> Page

02 December 2015

王梵志 Wang Fanzhi: 無題四言絕句 4首 其3 (1- 山雲當幕) Untitled 4-Character Quatrain, 3 of 4 (1- The mountain clouds, by night, my curtain)

Four-character quatrains of the Tang dynasty are rare.  Following my October 2015 post of Wang Fanzhi's untitled 4-character quatrain #2 "Worldly matters, we worry, weary (1st line)", I am here posting another, being #3 of his 4 such quatrains "The mountain clouds, by night, my curtain (1st line)".

This poem reminds me of a poem I posted here in January 2014, a 5-character quatrain entitled "In Reply to Someone" 答人, by an anonymous Tang dynasty poet who chose to call himself (or be called) the Supreme Hermit 太上隱者 (Taishang Yinzhe), which poem is reproduced below for ease of reference:-
*By chance to have come beneath the pines,
*With a boulder for pillow, I sleep care free.
*Blind, in these mountains, to calendared days,
*Care not, as the cold wanes, what year it be!

What a beautiful little poem by the Hermit!  Equally beautiful are these two 4-character quatrains (this and #2 posted in October 2015) by Wang Fanzhi.  But the knowledge that there are only 4 such 4-character quatrains under Wang's name and that these quatrains are markedly superior, in quality, to the other poems under his name, makes one wonder if these were not the works of some other poet who chose to be anonymous (like the Supreme Hermit) and somehow mistakenly attributed to Wang. What ever, I think it best not to pursue the matter.  Just sit back and enjoy it.  

Wang Fanzhi (592?-670?): Untitled Four-Character Quatrain, 3 of 4 (1- The mountain clouds, by night, my curtain)

1    (Mountain clouds, by night, a canopy,)
The mountain clouds, by night, my curtain,
(revised 5.12.15)
2       Hooked to the crescent moon, a-spread.
3       I lie, I sleep 'neath vines and climbers,
4       With a slab of stone to pillow my head.

Translated by Andrew W.F. Wong (Huang Hongfa)
18 April 2015 (revised 30.11.15)
Translated from the original – 王梵志: 無題四言絕句 4 其3 (1- 山雲當幕)

1    山雲當幕
2    夜月為鉤
3    臥藤蘿下
4    塊石枕頭

Notes:-

*Form, Metre and Rhyme:  The original is, in my view, #3 of four 4-character quatrains.  Some prefer to refer to it as stanza #3 of a poem of four quatrain stanzas.  This English rendition is in tetrameter (4 feet or beats) while the original is in 4-character lines.  The rhyme scheme is XAXA as in the original.  (Please note Wang’s quatrain #2 rhymes AAXA.)

> To be done
- 1) According to the notes in the post on Wang Fanzhi's quatrain, what rhyme scheme does the English rendition follow?
- 2) Print the passage of the post on Wang Fanzhi's quatrain that lies between "2       Hooked" and "2015 (revised 30.11.15)", inclusive.
Base your work on the post about Wang Fanzhi's quatrain alone.

> Raw records
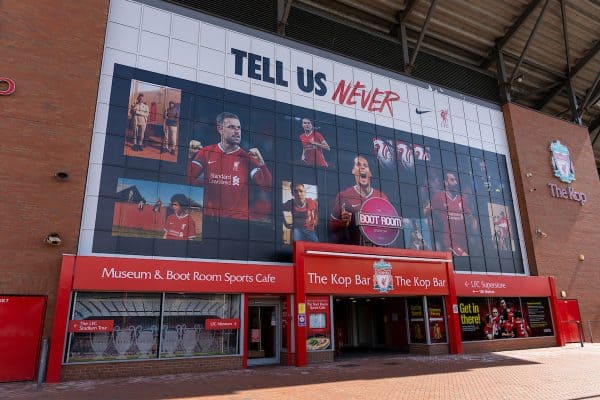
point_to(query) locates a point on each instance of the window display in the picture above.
(504, 318)
(319, 325)
(127, 326)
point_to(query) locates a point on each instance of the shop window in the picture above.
(120, 326)
(131, 326)
(188, 325)
(319, 325)
(504, 318)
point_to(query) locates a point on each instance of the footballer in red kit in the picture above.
(348, 202)
(313, 144)
(304, 212)
(226, 171)
(448, 210)
(180, 225)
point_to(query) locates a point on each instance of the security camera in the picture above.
(53, 239)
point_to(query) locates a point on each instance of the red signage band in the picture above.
(317, 304)
(362, 276)
(474, 285)
(133, 274)
(100, 325)
(221, 324)
(11, 86)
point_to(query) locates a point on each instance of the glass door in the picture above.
(263, 333)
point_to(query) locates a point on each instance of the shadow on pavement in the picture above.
(228, 383)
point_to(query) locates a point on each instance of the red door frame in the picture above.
(442, 259)
(23, 326)
(569, 321)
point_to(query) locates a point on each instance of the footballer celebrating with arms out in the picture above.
(348, 202)
(226, 171)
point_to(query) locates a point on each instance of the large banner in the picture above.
(215, 144)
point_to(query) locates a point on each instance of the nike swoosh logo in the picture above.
(421, 111)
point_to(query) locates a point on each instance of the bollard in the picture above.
(42, 363)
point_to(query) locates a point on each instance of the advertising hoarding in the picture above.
(204, 134)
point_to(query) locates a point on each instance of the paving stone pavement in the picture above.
(568, 373)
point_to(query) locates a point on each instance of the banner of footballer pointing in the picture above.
(195, 171)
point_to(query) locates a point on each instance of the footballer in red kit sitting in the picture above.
(180, 225)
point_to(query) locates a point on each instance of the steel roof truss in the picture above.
(411, 66)
(501, 42)
(528, 43)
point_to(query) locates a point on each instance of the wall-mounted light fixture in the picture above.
(61, 176)
(540, 232)
(53, 239)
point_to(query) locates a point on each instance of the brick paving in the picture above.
(568, 373)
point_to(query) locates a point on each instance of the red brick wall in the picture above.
(52, 49)
(571, 229)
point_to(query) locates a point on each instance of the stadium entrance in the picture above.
(370, 324)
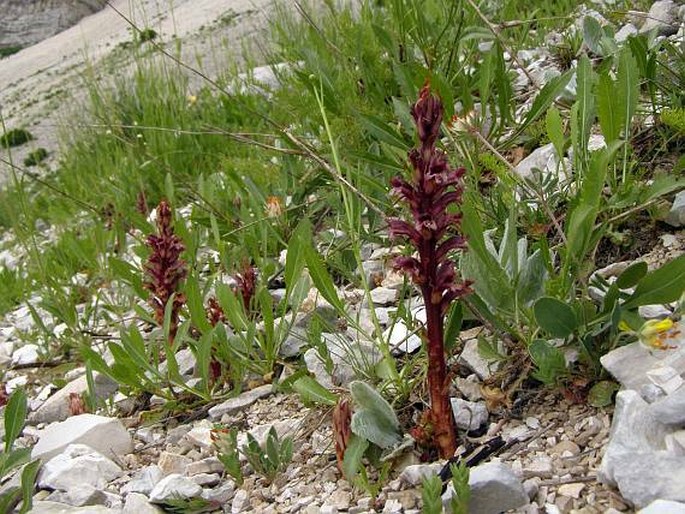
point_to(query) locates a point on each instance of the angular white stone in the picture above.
(144, 481)
(106, 435)
(137, 503)
(175, 486)
(671, 409)
(469, 415)
(635, 432)
(241, 501)
(666, 377)
(494, 488)
(401, 339)
(78, 465)
(27, 354)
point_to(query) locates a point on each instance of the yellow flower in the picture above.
(273, 207)
(654, 333)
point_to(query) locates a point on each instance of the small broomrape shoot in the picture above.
(432, 229)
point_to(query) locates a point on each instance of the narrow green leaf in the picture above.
(15, 416)
(608, 108)
(367, 397)
(374, 418)
(632, 275)
(549, 361)
(555, 317)
(13, 459)
(663, 285)
(321, 278)
(592, 34)
(453, 325)
(354, 452)
(294, 260)
(382, 131)
(542, 101)
(232, 307)
(628, 87)
(555, 130)
(9, 499)
(312, 392)
(194, 300)
(583, 114)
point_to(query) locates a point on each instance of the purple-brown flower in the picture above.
(165, 269)
(432, 229)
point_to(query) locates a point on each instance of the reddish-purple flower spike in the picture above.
(433, 230)
(165, 269)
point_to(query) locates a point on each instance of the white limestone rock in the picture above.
(105, 435)
(494, 488)
(175, 486)
(78, 465)
(137, 503)
(469, 415)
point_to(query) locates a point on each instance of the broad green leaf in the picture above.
(354, 452)
(532, 279)
(312, 392)
(366, 397)
(609, 110)
(592, 34)
(15, 416)
(581, 222)
(632, 275)
(601, 394)
(374, 419)
(431, 490)
(9, 499)
(28, 480)
(555, 317)
(549, 361)
(663, 285)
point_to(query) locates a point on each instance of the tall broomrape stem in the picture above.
(165, 269)
(433, 230)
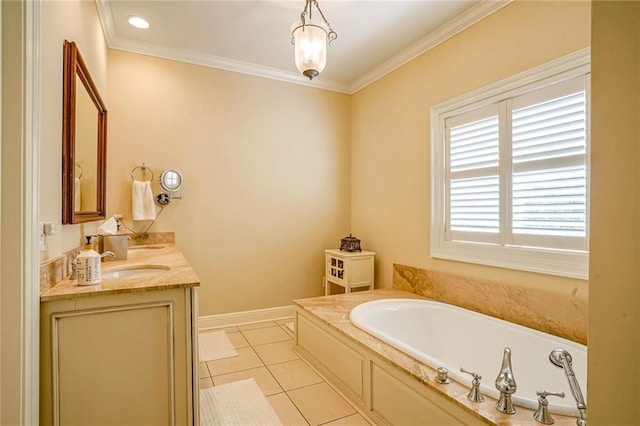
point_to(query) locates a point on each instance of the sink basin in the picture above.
(135, 271)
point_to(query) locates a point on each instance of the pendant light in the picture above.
(311, 36)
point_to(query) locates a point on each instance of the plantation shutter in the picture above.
(474, 176)
(544, 134)
(549, 181)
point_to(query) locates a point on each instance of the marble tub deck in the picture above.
(334, 311)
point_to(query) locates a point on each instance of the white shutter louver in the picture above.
(549, 178)
(510, 172)
(474, 198)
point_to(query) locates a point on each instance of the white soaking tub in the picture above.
(442, 335)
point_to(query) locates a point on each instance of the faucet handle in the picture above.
(474, 394)
(443, 376)
(542, 414)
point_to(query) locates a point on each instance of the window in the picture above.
(510, 172)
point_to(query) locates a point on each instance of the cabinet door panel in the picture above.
(114, 365)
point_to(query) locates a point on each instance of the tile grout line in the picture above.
(264, 365)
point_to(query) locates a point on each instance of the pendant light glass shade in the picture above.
(311, 37)
(310, 42)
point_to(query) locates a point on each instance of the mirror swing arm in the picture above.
(75, 66)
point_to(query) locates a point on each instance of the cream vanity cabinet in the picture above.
(120, 359)
(348, 269)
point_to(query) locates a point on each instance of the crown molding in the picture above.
(448, 30)
(197, 58)
(443, 33)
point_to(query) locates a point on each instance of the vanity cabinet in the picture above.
(120, 359)
(348, 269)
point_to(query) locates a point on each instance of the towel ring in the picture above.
(143, 168)
(81, 171)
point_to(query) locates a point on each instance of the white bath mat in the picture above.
(238, 403)
(214, 345)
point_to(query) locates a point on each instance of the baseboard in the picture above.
(245, 317)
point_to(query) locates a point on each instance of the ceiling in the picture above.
(254, 37)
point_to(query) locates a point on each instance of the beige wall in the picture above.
(614, 279)
(390, 164)
(265, 166)
(74, 21)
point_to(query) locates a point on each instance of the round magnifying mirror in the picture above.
(171, 180)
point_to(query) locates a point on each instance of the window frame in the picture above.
(563, 262)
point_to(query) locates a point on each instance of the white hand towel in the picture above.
(142, 207)
(77, 195)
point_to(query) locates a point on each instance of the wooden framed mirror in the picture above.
(84, 142)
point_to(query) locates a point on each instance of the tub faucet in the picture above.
(506, 384)
(561, 358)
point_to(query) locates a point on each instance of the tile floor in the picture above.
(296, 392)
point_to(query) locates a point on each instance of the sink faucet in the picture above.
(506, 384)
(561, 358)
(107, 254)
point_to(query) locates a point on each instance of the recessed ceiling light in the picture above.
(138, 22)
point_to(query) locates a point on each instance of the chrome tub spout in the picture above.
(506, 384)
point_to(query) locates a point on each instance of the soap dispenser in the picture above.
(88, 265)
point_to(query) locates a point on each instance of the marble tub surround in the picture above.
(334, 312)
(564, 316)
(179, 275)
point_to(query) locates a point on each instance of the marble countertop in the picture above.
(334, 311)
(179, 275)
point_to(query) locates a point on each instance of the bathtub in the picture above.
(442, 335)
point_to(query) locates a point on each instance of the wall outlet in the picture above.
(43, 237)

> Solutions to the tasks
- 1) It follows the rhyme scheme XAXA, as in the original.

- 2)
2       Hooked to the crescent moon, a-spread.
3       I lie, I sleep 'neath vines and climbers,
4       With a slab of stone to pillow my head.

Translated by Andrew W.F. Wong (Huang Hongfa)
18 April 2015 (revised 30.11.15)